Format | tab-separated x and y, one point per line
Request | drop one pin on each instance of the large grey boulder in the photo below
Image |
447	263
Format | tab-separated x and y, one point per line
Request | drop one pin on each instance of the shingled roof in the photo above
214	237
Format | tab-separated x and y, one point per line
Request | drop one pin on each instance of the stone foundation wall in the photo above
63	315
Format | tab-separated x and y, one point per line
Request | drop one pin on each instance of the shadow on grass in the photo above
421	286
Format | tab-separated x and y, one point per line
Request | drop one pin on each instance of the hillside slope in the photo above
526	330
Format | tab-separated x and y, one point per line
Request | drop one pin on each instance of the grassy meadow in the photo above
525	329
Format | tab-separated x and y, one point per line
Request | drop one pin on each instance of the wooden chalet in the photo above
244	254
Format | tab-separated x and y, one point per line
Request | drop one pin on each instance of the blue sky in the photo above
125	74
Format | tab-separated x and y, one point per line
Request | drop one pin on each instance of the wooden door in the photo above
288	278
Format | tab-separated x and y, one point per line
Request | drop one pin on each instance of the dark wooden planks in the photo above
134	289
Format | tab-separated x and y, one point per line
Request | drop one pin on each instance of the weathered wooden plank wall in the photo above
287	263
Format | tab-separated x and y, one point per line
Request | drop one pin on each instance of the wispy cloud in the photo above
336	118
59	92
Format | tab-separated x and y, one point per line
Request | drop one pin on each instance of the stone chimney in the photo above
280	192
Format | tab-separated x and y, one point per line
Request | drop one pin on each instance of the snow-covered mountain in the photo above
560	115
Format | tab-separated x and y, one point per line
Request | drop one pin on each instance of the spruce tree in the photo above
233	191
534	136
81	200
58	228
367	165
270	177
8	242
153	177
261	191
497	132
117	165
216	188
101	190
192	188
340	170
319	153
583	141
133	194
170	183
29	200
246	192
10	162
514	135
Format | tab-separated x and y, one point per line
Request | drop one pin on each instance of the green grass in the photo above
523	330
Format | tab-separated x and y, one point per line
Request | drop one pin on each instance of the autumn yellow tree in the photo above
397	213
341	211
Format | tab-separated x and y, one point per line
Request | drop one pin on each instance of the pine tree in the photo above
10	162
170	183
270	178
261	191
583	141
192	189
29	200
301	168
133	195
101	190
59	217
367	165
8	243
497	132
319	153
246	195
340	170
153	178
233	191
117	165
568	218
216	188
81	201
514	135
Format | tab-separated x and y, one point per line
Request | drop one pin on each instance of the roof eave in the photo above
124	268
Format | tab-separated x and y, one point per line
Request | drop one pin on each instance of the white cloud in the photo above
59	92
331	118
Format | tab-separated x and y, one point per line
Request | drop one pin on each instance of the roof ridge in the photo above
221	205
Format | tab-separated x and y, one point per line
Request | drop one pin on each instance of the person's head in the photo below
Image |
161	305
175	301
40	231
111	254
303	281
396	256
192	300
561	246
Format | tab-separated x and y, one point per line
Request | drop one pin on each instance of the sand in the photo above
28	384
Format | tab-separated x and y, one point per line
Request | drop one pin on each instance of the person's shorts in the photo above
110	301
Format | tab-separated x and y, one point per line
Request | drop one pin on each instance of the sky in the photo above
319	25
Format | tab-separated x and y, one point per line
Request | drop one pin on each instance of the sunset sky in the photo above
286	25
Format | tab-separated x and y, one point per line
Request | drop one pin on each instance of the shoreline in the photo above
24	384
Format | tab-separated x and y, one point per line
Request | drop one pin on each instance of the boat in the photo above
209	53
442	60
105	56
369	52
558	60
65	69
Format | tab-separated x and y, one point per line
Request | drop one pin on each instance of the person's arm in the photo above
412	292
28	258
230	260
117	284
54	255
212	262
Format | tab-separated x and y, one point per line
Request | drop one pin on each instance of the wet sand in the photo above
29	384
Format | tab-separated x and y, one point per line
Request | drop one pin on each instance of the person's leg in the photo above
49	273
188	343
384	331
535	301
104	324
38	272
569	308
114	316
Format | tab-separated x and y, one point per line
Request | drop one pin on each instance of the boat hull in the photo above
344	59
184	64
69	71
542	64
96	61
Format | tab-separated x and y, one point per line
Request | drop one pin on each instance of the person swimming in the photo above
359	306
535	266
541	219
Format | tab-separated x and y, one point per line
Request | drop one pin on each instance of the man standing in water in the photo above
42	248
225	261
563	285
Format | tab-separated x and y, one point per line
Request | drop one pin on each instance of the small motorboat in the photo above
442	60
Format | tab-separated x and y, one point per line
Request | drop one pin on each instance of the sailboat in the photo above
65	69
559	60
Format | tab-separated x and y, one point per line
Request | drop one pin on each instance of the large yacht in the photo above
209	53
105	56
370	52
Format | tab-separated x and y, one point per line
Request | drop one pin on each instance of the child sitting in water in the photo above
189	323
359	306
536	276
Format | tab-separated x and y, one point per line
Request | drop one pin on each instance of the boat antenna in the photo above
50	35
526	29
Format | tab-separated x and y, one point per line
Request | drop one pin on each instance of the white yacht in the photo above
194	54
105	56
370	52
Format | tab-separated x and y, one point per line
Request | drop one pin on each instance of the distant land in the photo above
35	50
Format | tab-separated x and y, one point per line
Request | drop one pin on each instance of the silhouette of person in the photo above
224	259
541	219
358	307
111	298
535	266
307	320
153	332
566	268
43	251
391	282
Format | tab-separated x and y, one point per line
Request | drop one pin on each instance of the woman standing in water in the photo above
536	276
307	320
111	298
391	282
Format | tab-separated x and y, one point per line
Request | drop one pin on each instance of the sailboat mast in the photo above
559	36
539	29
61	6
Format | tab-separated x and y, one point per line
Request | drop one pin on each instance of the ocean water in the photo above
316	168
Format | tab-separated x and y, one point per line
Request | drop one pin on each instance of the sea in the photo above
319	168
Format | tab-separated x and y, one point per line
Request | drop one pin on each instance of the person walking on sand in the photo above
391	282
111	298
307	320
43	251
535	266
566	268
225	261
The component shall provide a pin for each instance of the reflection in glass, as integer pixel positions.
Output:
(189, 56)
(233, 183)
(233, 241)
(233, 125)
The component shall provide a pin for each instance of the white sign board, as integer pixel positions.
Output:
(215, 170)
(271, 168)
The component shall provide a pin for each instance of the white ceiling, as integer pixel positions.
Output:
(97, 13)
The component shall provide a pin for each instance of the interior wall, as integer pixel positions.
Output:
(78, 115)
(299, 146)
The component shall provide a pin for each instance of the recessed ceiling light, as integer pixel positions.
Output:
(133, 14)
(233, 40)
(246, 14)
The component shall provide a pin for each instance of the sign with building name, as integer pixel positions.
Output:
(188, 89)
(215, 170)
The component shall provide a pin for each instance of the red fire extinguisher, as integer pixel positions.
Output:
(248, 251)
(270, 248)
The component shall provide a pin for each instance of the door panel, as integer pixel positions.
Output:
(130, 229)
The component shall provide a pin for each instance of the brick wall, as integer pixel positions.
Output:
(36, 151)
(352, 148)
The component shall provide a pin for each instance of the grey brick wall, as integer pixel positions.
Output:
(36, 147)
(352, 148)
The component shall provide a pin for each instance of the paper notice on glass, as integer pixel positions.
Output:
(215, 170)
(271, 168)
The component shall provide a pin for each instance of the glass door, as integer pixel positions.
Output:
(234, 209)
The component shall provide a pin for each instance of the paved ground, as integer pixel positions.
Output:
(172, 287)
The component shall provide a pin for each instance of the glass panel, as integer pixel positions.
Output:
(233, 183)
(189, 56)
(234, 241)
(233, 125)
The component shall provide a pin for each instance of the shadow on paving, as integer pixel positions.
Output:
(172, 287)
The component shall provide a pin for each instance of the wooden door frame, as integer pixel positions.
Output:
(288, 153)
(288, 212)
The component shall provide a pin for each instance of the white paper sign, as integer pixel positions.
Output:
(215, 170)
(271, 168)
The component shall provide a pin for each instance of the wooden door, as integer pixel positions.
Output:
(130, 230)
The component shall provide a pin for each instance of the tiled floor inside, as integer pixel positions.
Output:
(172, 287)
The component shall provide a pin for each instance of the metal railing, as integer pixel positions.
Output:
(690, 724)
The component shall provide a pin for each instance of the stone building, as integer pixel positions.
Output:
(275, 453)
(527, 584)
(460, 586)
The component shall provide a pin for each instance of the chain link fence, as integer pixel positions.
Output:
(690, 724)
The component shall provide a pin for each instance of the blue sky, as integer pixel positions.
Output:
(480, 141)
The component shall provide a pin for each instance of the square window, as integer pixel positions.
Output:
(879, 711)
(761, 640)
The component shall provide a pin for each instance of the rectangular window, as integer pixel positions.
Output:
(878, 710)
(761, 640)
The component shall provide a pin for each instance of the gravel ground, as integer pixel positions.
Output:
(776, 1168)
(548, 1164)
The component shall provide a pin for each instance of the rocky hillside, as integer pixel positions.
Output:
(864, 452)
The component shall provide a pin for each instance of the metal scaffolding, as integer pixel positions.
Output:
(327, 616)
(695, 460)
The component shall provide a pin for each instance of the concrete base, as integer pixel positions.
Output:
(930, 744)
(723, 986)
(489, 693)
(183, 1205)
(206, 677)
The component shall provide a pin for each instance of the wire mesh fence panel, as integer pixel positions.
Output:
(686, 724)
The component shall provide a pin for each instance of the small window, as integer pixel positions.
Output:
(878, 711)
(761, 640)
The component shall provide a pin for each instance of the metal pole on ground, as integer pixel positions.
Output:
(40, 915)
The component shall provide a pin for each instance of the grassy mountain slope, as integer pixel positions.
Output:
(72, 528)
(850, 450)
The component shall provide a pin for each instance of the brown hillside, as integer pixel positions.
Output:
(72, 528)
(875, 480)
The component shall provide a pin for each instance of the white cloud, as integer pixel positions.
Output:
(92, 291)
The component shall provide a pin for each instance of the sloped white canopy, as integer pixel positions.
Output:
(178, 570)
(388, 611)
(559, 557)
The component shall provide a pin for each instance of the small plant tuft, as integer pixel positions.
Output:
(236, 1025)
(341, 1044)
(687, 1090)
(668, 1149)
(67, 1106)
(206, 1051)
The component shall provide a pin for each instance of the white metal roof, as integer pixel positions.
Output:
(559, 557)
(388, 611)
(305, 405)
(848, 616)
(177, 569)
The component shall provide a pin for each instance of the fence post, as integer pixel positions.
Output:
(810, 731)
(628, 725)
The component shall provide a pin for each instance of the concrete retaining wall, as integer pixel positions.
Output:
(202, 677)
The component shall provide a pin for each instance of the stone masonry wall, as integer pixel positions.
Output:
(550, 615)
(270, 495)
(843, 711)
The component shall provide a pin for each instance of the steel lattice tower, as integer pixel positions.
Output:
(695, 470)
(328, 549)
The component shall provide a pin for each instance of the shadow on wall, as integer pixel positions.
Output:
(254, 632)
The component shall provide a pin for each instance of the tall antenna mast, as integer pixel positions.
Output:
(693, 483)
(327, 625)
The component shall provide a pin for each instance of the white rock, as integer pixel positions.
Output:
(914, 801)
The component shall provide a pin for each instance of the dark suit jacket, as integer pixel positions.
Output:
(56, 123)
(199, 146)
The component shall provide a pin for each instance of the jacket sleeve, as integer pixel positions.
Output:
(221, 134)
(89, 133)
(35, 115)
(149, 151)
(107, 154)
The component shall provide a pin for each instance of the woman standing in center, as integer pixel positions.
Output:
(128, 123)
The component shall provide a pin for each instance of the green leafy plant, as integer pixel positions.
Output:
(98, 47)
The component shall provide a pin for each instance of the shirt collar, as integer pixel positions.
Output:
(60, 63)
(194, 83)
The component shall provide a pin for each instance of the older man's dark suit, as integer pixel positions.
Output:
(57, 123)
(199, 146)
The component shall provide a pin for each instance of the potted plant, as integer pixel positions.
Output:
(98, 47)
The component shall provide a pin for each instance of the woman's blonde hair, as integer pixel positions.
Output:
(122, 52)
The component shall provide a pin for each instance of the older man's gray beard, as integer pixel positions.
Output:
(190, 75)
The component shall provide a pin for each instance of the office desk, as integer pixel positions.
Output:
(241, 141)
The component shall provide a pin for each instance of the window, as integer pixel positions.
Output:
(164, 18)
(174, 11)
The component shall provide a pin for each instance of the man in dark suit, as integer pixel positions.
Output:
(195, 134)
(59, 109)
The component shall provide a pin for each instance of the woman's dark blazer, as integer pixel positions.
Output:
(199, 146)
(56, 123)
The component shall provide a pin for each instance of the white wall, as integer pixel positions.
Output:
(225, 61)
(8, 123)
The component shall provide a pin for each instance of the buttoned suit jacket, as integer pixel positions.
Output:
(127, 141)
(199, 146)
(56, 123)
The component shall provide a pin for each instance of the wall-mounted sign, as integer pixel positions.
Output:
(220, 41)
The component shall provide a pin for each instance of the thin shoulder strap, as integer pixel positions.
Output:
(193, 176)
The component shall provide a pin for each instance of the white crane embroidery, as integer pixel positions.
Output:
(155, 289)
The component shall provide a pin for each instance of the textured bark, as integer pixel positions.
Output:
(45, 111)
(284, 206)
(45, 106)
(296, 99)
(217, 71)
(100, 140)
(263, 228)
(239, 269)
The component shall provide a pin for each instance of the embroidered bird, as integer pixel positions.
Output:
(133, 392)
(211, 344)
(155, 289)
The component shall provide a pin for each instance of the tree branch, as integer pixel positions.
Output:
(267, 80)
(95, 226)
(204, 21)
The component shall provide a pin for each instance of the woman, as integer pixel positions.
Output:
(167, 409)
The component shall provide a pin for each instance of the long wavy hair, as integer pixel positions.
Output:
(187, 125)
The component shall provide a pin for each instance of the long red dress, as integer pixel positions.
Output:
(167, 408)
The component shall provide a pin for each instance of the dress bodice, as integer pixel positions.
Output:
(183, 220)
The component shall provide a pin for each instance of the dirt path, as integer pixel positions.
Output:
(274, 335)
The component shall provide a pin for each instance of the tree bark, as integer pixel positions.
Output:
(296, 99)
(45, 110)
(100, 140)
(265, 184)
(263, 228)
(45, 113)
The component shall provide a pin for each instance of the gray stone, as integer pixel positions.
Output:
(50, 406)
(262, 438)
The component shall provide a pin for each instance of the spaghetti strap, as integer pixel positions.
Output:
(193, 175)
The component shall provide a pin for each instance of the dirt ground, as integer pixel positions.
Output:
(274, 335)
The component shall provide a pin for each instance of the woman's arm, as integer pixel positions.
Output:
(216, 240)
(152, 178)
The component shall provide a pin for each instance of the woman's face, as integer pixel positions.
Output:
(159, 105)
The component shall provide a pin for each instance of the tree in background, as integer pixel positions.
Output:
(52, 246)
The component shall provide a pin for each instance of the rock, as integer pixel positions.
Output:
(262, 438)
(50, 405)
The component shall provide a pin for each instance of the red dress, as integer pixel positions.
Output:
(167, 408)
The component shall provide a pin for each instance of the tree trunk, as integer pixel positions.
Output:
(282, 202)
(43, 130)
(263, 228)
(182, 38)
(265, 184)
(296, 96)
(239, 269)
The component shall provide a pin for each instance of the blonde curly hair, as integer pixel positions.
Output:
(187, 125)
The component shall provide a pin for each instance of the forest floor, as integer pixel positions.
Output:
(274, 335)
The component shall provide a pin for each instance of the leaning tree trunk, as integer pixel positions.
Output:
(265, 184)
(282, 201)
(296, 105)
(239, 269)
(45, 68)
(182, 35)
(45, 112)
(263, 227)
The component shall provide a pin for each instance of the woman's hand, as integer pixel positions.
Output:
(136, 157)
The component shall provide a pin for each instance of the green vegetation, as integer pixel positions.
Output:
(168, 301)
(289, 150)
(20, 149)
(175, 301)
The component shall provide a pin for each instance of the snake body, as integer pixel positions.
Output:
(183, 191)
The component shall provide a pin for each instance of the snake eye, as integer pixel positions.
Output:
|---|
For each line of the material that contains the word "jacket", make a copy.

## Solution to the problem
The component shall provide a pin for each instance of the dark suit jacket, as integer pixel positions.
The component shall provide a pin for each instance of the jacket sleeve, as integer pixel positions.
The component shall provide a pin for each instance of the buttoned suit jacket, as integer pixel positions.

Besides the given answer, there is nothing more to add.